◆ **Rows from a box-labeling dataset**
************
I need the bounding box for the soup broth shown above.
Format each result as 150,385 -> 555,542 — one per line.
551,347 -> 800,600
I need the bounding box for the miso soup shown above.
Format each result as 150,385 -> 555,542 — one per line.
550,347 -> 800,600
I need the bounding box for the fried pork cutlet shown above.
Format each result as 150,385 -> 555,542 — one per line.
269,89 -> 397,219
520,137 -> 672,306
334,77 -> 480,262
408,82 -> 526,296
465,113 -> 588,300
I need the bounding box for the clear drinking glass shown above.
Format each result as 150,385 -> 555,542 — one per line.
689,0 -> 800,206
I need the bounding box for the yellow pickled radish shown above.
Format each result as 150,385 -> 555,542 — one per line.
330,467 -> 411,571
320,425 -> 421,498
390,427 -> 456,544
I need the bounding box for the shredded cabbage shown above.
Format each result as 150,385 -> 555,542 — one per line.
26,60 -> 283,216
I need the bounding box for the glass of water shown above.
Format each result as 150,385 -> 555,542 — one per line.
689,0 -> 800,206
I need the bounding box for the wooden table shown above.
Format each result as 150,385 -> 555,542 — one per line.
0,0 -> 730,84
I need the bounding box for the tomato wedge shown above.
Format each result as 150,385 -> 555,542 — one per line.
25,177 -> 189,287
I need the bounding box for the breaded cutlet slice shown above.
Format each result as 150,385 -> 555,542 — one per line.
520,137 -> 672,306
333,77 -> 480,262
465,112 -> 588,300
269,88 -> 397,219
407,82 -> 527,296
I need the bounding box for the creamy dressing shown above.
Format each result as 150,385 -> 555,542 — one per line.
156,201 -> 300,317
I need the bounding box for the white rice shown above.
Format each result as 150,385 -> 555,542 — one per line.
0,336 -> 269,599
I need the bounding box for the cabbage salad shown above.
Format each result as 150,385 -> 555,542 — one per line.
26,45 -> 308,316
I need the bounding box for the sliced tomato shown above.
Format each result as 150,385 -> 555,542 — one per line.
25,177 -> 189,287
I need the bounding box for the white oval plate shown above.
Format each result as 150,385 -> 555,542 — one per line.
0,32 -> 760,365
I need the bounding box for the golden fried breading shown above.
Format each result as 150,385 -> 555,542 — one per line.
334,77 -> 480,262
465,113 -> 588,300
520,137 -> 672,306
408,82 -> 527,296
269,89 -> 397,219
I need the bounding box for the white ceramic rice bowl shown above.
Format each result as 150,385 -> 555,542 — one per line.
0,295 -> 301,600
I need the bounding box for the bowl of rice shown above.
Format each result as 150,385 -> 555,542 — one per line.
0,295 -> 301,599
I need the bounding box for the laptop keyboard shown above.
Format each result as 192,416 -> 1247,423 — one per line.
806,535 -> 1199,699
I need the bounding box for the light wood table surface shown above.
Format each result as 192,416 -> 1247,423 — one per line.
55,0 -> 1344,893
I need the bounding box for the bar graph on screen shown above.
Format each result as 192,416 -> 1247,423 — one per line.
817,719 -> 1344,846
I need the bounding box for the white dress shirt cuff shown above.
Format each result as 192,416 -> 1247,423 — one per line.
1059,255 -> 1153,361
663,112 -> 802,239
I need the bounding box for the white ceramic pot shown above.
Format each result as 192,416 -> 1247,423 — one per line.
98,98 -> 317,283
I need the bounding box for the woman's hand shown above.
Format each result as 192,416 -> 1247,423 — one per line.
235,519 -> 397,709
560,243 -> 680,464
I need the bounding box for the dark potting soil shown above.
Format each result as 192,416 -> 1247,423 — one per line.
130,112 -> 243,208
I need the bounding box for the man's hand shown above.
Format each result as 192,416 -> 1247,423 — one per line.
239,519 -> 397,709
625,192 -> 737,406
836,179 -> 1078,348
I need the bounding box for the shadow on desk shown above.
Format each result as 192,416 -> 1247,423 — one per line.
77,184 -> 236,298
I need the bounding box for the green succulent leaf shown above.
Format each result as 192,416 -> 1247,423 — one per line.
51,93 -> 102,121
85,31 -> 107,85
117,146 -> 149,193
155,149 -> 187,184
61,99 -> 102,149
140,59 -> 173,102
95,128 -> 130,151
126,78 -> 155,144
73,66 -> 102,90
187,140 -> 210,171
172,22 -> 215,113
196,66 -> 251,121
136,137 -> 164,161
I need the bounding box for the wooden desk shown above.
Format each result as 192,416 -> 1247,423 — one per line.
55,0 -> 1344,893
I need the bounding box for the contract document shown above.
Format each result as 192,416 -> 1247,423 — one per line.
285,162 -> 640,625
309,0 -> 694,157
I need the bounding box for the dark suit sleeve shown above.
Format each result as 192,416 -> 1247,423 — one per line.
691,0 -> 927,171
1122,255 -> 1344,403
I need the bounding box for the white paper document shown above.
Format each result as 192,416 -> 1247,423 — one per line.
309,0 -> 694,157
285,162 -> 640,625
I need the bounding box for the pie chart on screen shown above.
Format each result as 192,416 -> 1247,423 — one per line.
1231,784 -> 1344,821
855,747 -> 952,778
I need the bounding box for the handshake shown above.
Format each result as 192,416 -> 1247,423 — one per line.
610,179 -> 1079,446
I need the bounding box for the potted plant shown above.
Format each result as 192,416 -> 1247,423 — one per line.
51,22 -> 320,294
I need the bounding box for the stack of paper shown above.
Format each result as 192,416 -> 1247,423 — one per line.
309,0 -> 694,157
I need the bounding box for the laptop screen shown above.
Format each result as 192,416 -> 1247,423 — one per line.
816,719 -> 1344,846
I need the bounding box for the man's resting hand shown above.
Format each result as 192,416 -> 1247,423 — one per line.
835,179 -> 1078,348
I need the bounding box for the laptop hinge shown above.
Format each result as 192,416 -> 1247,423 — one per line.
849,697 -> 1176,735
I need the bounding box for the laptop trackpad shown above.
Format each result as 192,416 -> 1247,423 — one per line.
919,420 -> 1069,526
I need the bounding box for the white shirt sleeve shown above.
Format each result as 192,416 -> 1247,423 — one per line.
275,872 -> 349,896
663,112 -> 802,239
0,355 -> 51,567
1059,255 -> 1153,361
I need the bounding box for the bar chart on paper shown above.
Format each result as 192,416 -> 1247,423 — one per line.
************
◆ **GIVEN TASK**
Reproduce verbatim the lines of the items above, from the first line through the line containing "550,347 -> 800,600", including both.

◆ **RESULT OF THIS TASK**
I need the bounding box for the soup broth shown above.
Format each result as 150,385 -> 555,542 — one per line.
551,347 -> 800,600
I need the bounding box for the miso soup shown above.
Format each result as 150,385 -> 555,542 — one per line.
550,347 -> 800,600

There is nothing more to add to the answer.